▶ **GIVEN INFORMATION**:
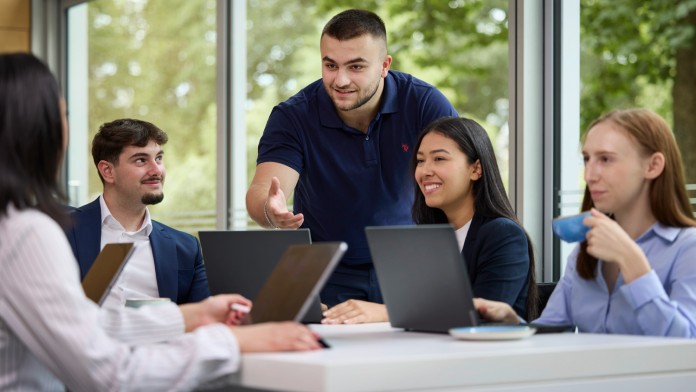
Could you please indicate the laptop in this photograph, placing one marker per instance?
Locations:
(295, 281)
(424, 280)
(240, 261)
(105, 270)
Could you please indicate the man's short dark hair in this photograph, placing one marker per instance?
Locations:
(354, 23)
(114, 136)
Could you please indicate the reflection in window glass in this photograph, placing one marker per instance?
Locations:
(152, 60)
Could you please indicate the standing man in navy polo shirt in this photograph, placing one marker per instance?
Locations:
(342, 145)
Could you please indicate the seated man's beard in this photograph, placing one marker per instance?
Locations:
(152, 198)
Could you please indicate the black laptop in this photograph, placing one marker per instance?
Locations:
(424, 280)
(240, 261)
(295, 281)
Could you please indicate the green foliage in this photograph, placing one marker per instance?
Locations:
(148, 62)
(628, 49)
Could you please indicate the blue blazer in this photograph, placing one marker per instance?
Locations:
(179, 265)
(497, 259)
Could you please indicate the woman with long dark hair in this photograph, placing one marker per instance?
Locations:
(457, 181)
(51, 334)
(635, 272)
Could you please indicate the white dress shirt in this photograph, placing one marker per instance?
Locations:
(138, 278)
(50, 333)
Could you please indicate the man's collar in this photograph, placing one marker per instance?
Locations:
(107, 219)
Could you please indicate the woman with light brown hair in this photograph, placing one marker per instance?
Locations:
(635, 272)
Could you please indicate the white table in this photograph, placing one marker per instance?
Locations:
(376, 357)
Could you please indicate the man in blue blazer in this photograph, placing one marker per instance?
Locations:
(167, 262)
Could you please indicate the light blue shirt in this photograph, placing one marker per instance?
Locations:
(659, 303)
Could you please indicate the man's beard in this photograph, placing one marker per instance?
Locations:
(152, 198)
(361, 100)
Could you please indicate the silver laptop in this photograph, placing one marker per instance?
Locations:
(295, 281)
(240, 261)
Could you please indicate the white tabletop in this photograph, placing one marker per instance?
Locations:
(372, 357)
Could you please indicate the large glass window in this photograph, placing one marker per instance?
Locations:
(631, 54)
(459, 46)
(153, 60)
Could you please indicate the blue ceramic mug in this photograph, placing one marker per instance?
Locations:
(570, 228)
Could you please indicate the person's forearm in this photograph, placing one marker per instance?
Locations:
(255, 199)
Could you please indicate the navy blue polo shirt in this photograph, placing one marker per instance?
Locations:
(348, 179)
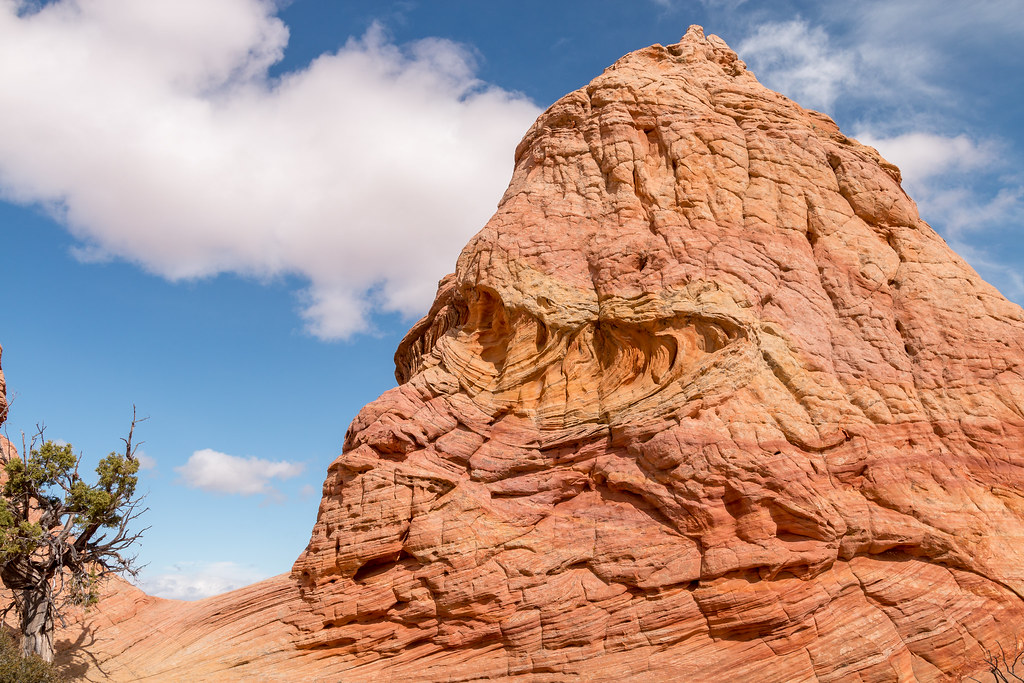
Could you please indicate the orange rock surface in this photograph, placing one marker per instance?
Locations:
(706, 399)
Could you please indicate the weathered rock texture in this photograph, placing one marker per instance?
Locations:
(706, 399)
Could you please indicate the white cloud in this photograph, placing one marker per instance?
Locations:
(219, 472)
(923, 156)
(799, 60)
(194, 581)
(154, 131)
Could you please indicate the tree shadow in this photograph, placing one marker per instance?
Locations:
(74, 658)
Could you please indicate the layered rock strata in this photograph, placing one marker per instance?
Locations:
(705, 399)
(705, 391)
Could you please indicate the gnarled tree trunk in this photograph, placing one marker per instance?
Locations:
(37, 624)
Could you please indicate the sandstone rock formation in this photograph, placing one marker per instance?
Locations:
(706, 399)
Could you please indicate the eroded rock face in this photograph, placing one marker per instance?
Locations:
(705, 396)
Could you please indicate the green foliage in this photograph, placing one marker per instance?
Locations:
(17, 669)
(48, 481)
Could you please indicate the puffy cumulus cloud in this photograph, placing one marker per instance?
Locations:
(154, 131)
(194, 581)
(798, 59)
(923, 156)
(219, 472)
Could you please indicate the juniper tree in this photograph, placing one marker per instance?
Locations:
(60, 534)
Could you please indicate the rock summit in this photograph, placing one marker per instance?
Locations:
(705, 399)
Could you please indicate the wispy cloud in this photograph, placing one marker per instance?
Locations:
(799, 60)
(194, 581)
(219, 472)
(154, 131)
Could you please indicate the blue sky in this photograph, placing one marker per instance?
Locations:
(228, 213)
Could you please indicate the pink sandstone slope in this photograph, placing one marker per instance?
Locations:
(706, 399)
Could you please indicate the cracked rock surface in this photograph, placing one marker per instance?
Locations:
(706, 399)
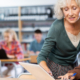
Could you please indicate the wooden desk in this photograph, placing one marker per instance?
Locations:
(12, 61)
(33, 58)
(15, 79)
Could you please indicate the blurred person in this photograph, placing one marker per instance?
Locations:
(37, 44)
(63, 40)
(13, 50)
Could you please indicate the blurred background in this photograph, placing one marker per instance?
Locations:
(25, 16)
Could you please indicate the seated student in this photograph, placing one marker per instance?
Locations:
(70, 73)
(37, 44)
(12, 47)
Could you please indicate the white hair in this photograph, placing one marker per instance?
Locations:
(61, 4)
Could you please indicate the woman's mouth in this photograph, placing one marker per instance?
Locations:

▶ **REQUIRED ACTION**: Could the entries above be copied out exactly, with no pictures included?

▶ **YOUR SOLUTION**:
Could you please indicate the laptop in this photograph, placing one marker per instance?
Locations:
(295, 281)
(424, 280)
(240, 261)
(105, 270)
Could you please indicate the man's short dark hair in this photograph, placing one marker per instance?
Locations:
(354, 23)
(114, 136)
Could you please indicate the reflection in window glass in this photograph, placing one marker per instance?
Locations:
(152, 60)
Could you please indicate the standing man in navy polo shirt in this photograph, placing one marker per instance?
Locations:
(342, 145)
Could you please indicate the seated man's beard in this photograph, placing one marker per instance?
Locations:
(152, 198)
Could you please indicate the black laptop in this photograph, placing one marker per instance?
Locations:
(424, 280)
(240, 261)
(295, 281)
Could you please indicate the green foliage in this photograph, placing one marker per instance?
Locations:
(148, 62)
(628, 49)
Could you please indicate the blue blazer in this photograph, placing one marker per instance?
Locations:
(179, 265)
(497, 259)
Could you please indicate the woman with long dark hair in this photograph, placing one marker per instance?
Locations:
(457, 181)
(51, 334)
(635, 272)
Could you please indicate the white dress shirt in this photograph, placing one marker per instance?
Locations:
(138, 278)
(50, 333)
Could you please indicate the man's collar in this photograph, placing one marker per instance?
Locations:
(107, 219)
Could you please indicate the woman with light brown hair in this photograph, placing one marker per instance?
Locations:
(635, 272)
Could you please indicate the white table in this photograph, placing one marker per instance?
Locations:
(376, 357)
Could you please indicate the man in blue blazer in this photograph, placing one marker per instance?
Locations:
(167, 262)
Could you please indicate the light blue shirt in this photograph, placing one marker per instance?
Locations:
(659, 303)
Could you please indicate the man's beard in this photograph, placing one marker per instance?
Locations:
(152, 198)
(361, 100)
Could you please indicate the silver laptop in this photograph, placing one marker per instance?
Locations:
(295, 281)
(240, 261)
Could you please indicate the white tabletop in this photograph, placing one marker per instance?
Locations:
(372, 357)
Could you please indicate the large glass window in this photograph, placing one marker per instance?
Locations:
(631, 54)
(459, 46)
(153, 60)
Could you please indicate the blue ceramic mug in this photograph, placing one marker per instance?
Locations:
(570, 228)
Could you please indicate the person's forearm in this photograph, placing one marker per instance?
Locations:
(255, 199)
Could you please indicate the navy blue polo shirt in this photograph, placing one marker per instance?
Locations:
(348, 179)
Could you please indicate the orange rock surface in this photograph, placing one marker per instance?
Locations:
(706, 399)
Could you please indicate the weathered rock texture in this photograph, placing one marker per instance?
Locations:
(706, 399)
Could you please indicate the white cloud in this photograph, placing one marker per instance?
Locations:
(219, 472)
(923, 156)
(799, 60)
(194, 581)
(154, 131)
Could you please indicate the tree shadow in this photograph, placing one marker per instance?
Locations:
(74, 658)
Could you please indicate the layered rock strata in this photograph, placing one marker per instance?
Locations:
(705, 399)
(705, 391)
Could you please indicate the gnarled tree trunk in this photograph, placing one marker per instance?
Locations:
(37, 624)
Could you please indicate the sandstone rock formation in this photograph, placing one marker per instance?
Locations:
(706, 399)
Could you please indicate the eroded rock face in this photograph, placing one marker per instance?
Locations:
(705, 396)
Could you please indicate the green foliage in this photograph, placing one marker per instance?
Locations:
(17, 669)
(48, 481)
Could you please indicate the puffy cumulus cloud in this photograph, placing one marker per instance?
Locations:
(154, 131)
(194, 581)
(798, 59)
(923, 156)
(219, 472)
Could you please indicate the juniper tree in this photograph, placing one marker per instance?
Locations:
(60, 534)
Could you please indicate the rock summit in this photograph, placing one marker per instance?
Locations:
(705, 399)
Could you please indicate the wispy cloud in this photograph, placing one marker per instance?
Locations:
(799, 60)
(194, 581)
(219, 472)
(154, 131)
Could you please indicate the blue sky in this photograph, placing one marker per instance?
Locations:
(228, 213)
Could you please indicate the pink sandstone slope in this photograph, placing one marker per instance?
Locations:
(706, 399)
Could you please indicate the cracked rock surface in this photograph, placing one marker per instance?
Locations:
(706, 399)
Could you please indicate the wooden desk in this photograph, placing one marker per instance?
Locations:
(12, 61)
(33, 58)
(15, 79)
Could you please indicate the blurred person in this photograph, placing one marker per instance?
Locations:
(37, 44)
(63, 40)
(13, 50)
Could you please indicate the blurred background in this photograph, placing one marker per instance?
Locations:
(25, 16)
Could you please indicate the seated student in this photograph, placing one marker per instance?
Locations:
(70, 73)
(37, 44)
(12, 47)
Could you please indicate the white hair in this photograph, placing one marker per instance?
Locations:
(61, 4)
Could you please indicate the woman's mouth in this photograph, placing one marker per instance?
Locations:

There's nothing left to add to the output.